[Photo-based referring expression data]
%%

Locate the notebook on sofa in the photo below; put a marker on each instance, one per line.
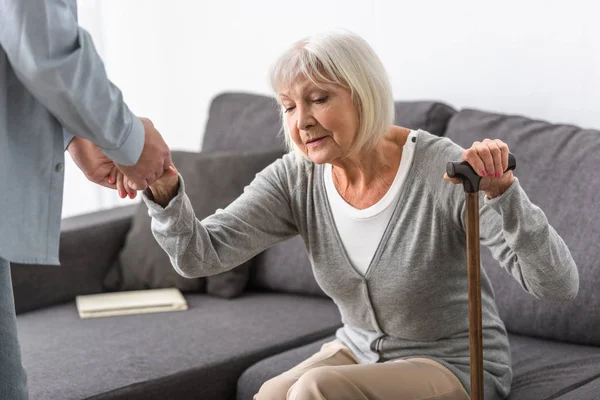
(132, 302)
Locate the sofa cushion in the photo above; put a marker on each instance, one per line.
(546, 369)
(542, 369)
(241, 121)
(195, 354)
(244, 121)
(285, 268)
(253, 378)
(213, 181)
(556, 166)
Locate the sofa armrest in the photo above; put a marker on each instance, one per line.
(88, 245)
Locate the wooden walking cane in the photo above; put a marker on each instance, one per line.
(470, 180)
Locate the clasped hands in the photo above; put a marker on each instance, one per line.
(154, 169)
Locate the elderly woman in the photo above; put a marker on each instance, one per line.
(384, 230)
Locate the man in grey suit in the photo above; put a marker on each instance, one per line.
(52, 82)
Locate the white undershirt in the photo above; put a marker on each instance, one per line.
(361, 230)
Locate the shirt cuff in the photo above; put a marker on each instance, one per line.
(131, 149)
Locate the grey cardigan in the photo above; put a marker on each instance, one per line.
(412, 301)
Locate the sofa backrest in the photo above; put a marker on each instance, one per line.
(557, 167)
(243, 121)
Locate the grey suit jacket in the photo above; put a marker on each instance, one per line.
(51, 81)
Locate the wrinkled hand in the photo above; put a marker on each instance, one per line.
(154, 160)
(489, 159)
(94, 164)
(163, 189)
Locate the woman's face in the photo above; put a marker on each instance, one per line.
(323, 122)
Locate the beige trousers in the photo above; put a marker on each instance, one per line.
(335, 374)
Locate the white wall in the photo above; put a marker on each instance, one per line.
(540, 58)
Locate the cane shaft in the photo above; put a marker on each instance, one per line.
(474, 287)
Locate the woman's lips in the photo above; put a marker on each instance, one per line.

%%

A word-for-word copy of the records above is needed, pictures excluded.

Locate the notebook on sofa in the photo below; put a marker on each instance, one per line.
(132, 302)
Locate the sofa cushion in the photo above; put a marker on each instance, one per line.
(546, 369)
(542, 369)
(241, 121)
(195, 354)
(244, 121)
(285, 268)
(253, 378)
(213, 181)
(556, 166)
Locate the sofa armrest in the photo above; put a marker on each instance, one per line.
(88, 245)
Locate the wooden walking cane in the photo above; put a marker on each instance, one per line.
(470, 180)
Locate the clasped hands in the photo above; put a marker on each instance, one per line.
(154, 169)
Locate the elderly woman in the photo above; put a marker on each instance, one per line.
(384, 230)
Locate the man in grey suit in the photo above; put a marker on each instance, one per line.
(52, 82)
Locate the white undershirt in the photo above; put a marker on each instance, one per line.
(361, 230)
Locate the shirt cuff in the photo above; put a marker on each instance, one per line.
(131, 149)
Locate the grey cardigan in the photo above; put a marker on each instance, one per line.
(412, 301)
Locate the sofa backrest in the photo above; put a marker on each instance, one per line.
(557, 167)
(243, 121)
Locate the grey suit jacket in the photo above; put a marker on each instance, one per line.
(51, 81)
Locate the wrinkled hand in the photo above; put a marker on each instance, one per line.
(154, 160)
(489, 159)
(94, 164)
(163, 189)
Locate the woman's face in the photo above; put a marker on each instance, one per line.
(323, 122)
Locate the beige trousers in the photo above; put a marker on each instance, one per line.
(335, 374)
Locate the white wall in the photo above; put a marker on each instance, one per line.
(540, 58)
Locate the cane shaft in the photo above; put a marker on each instance, one per line.
(474, 287)
Locate the woman's lips in the photo above; put a marker on each instance, one per line.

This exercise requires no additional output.